------ SUPPLIED DATA

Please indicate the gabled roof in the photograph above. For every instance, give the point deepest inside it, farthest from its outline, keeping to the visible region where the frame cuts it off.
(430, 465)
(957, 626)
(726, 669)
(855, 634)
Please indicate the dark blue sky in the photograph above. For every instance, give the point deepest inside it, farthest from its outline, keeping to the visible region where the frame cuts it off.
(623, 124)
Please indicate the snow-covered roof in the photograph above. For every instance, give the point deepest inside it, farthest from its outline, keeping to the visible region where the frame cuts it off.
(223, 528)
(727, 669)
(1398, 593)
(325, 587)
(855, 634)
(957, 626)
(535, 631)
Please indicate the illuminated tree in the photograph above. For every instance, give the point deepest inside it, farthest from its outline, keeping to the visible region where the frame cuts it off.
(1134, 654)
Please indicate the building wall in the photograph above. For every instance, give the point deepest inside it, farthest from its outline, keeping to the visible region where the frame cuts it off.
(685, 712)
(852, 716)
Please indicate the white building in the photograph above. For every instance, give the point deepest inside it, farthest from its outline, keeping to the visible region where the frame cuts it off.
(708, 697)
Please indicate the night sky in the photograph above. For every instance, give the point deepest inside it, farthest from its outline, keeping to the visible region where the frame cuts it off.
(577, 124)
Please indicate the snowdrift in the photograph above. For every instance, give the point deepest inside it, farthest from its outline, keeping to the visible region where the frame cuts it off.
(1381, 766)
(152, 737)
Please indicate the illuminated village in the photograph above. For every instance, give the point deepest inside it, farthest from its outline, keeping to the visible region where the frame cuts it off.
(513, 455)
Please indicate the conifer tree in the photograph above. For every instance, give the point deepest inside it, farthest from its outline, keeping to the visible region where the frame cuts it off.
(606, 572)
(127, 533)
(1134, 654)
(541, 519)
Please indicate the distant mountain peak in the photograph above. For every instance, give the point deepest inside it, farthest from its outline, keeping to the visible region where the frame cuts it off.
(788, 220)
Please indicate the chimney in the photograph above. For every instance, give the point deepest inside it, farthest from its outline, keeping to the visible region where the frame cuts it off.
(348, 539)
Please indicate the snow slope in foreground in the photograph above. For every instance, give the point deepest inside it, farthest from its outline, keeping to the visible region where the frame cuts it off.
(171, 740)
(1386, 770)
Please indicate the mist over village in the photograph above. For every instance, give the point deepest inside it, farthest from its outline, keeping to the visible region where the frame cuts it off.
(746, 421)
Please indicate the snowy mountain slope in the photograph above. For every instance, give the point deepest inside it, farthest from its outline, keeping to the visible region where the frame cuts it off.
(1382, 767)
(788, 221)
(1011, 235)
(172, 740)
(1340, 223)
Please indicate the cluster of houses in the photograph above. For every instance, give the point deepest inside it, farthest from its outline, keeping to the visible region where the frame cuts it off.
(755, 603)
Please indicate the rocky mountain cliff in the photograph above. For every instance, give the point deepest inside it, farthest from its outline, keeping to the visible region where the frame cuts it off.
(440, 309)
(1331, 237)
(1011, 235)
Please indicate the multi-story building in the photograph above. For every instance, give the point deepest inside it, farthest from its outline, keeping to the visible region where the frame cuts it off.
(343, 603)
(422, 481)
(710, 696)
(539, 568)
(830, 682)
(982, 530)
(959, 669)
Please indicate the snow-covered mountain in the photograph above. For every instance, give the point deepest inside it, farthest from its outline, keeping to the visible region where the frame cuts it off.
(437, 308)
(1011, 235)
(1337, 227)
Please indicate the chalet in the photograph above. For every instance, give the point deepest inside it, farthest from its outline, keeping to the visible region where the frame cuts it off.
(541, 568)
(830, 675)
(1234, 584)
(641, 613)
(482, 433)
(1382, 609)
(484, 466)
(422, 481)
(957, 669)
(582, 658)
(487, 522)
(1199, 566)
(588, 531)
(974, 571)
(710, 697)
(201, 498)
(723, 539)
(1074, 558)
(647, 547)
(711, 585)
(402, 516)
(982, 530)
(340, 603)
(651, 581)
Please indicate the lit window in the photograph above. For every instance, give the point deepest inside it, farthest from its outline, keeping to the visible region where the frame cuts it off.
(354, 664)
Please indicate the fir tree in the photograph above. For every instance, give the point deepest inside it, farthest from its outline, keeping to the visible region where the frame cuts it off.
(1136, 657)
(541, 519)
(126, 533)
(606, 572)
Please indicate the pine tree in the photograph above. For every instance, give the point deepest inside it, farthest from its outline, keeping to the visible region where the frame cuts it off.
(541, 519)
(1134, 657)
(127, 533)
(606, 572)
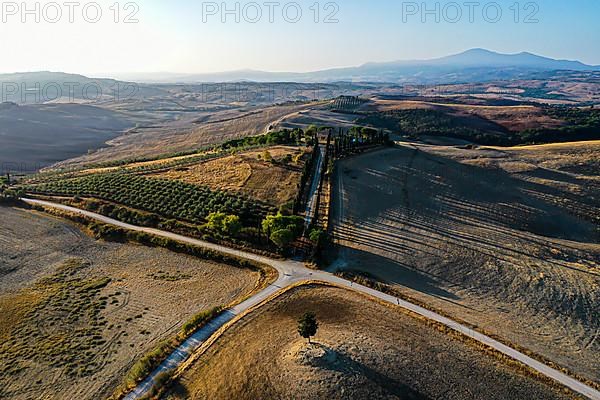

------------

● EXERCISE INSTRUCTIONS
Print every line of the material above exactly as it reads, skipping the pictures.

● WRITTEN RESPONSE
Please indicate the gabled roof in the photograph above. For every instance, give the point deepest inside it, farthest from its outline, keeping to the visible region where the frame cuts it off.
(430, 465)
(957, 626)
(726, 669)
(855, 634)
Please indicate the dark blue sky in the photograph above. For every instance, give the point deepest inside it, farthest from its outline, keeping to the visible region where the frame cuts it off.
(623, 124)
Please indicate the snow-covered roof in the photograph above. For every instance, give the point deepest inside it, farthest from its outline, keeping to the visible region where the frame cuts it off.
(223, 528)
(727, 669)
(1398, 593)
(325, 587)
(855, 634)
(957, 626)
(535, 631)
Please indicate the illuminated tree in the photograph above. For every instance, give the point deepest inside it, farthest from its outline, keeping to the visible region where the frame cuts it off.
(1134, 654)
Please indicate the building wall in the photograph above. For every instance, give the point deepest inside it, farthest from its outline, keeping to the visible region where the frame cuts it off.
(685, 712)
(852, 716)
Please indicate the white building in the photograph above. For every instance, give the point deepest inside it, farthest from its outline, keeping to the visible region where the frame cuts it off.
(708, 697)
Please indicate the night sky in the photograph above. For every instance, give the point deepest inside it, farthest from its outline, keeping to the visible region where the frame cuts it off.
(577, 124)
Please indicate the snowdrift in the photograph above. For every instance, give the point deepest inside it, farthest from its outline, keeping to the visible region where the frame cuts it off.
(1381, 766)
(152, 737)
Please indicate the illuminated village in the photograph above. For every instance, give the point deepest inside it, farthest from its outline, keeping to the visible region where the frame cuts it off.
(513, 455)
Please indicate the conifer tree in the photograph above. For every instance, give the point deepest inside it, farthest from its outline, keeping to the visible region where the frame cuts it off.
(606, 572)
(127, 533)
(1134, 654)
(541, 519)
Please indicate the distant mountain peak in the photograph above. For every instance, give the point deepest inside it, farthest from its outline, keeping to the visible region where the frame cuts it off.
(788, 220)
Please indicate the chimney in the photograph above. For every instance, give the point deepest inside it, farthest from its outline, keeping to the visible region where the frame cuts it off.
(348, 539)
Please indicate the snow slope in foreground in the photograph above. For every instance, give the point deepest inside it, farthest from its outline, keeping to the visible region where the frame cuts it off.
(171, 740)
(1386, 770)
Please indicate the mist over village in the photograph above. For every instance, give the point deepest inside it, farthest from its outline, keeping to the visible region where the frame cuts it off.
(746, 421)
Please indicate the snowy mountain slope in the photograph above. For every instance, give the point deepest inside it, farthest from its outline, keeping to the visible region where the frame cuts it off.
(1382, 767)
(788, 221)
(1011, 235)
(172, 740)
(1340, 223)
Please indicate the cluster of houses in the photograph above. For every instance, give the point deepest inside it, farthest from its outline, keeping to the visible region where the frame cuts it off.
(755, 603)
Please indicate the rocky mountain cliff in the photograph above. For every instance, give the point deepest inside it, farthest from its outline, keeping to the visible region where the frame cuts it off.
(440, 309)
(1331, 237)
(1011, 235)
Please indicate the multi-story building in the photograph above. For every instance, give the point deepest inside it, farthest from its outline, keeping to the visible region where the frame cuts it off.
(343, 603)
(422, 481)
(710, 696)
(539, 568)
(830, 682)
(982, 530)
(959, 669)
Please indicate the snow-covered mountain in the photograph above. For every instance, give the point deepest inside it, farthest from its outline, keeping to the visible region where the frame cuts it off.
(437, 308)
(1011, 235)
(1337, 227)
Please indicate the chalet in the photograph above. For every instance, give the point deepest inside it, farthest from its outline, keeping to the visible region where the frame cuts it off.
(541, 568)
(830, 675)
(1234, 584)
(641, 613)
(482, 433)
(1382, 609)
(484, 466)
(422, 481)
(957, 669)
(582, 658)
(487, 522)
(1199, 566)
(588, 531)
(974, 571)
(710, 697)
(201, 498)
(723, 539)
(1074, 558)
(647, 547)
(711, 585)
(402, 516)
(982, 530)
(340, 603)
(651, 581)
Please indicate the lit window in the photograph above. For every instance, give the point deepest inside it, farthest from its outline, keeping to the visible region where the frame cuts it off.
(354, 664)
Please indicate the fir tree in the photograph above. For every instance, give the point deepest inside it, farthest from its outline, keeping to the visible region where the frame cuts it off.
(1136, 657)
(541, 519)
(126, 533)
(606, 572)
Please indicate the pine tree in the photograph above. For every instance, give the point deepest inside it, farthest from its outline, keeping to the visible region where the frame cuts it off.
(541, 519)
(1134, 657)
(127, 533)
(606, 572)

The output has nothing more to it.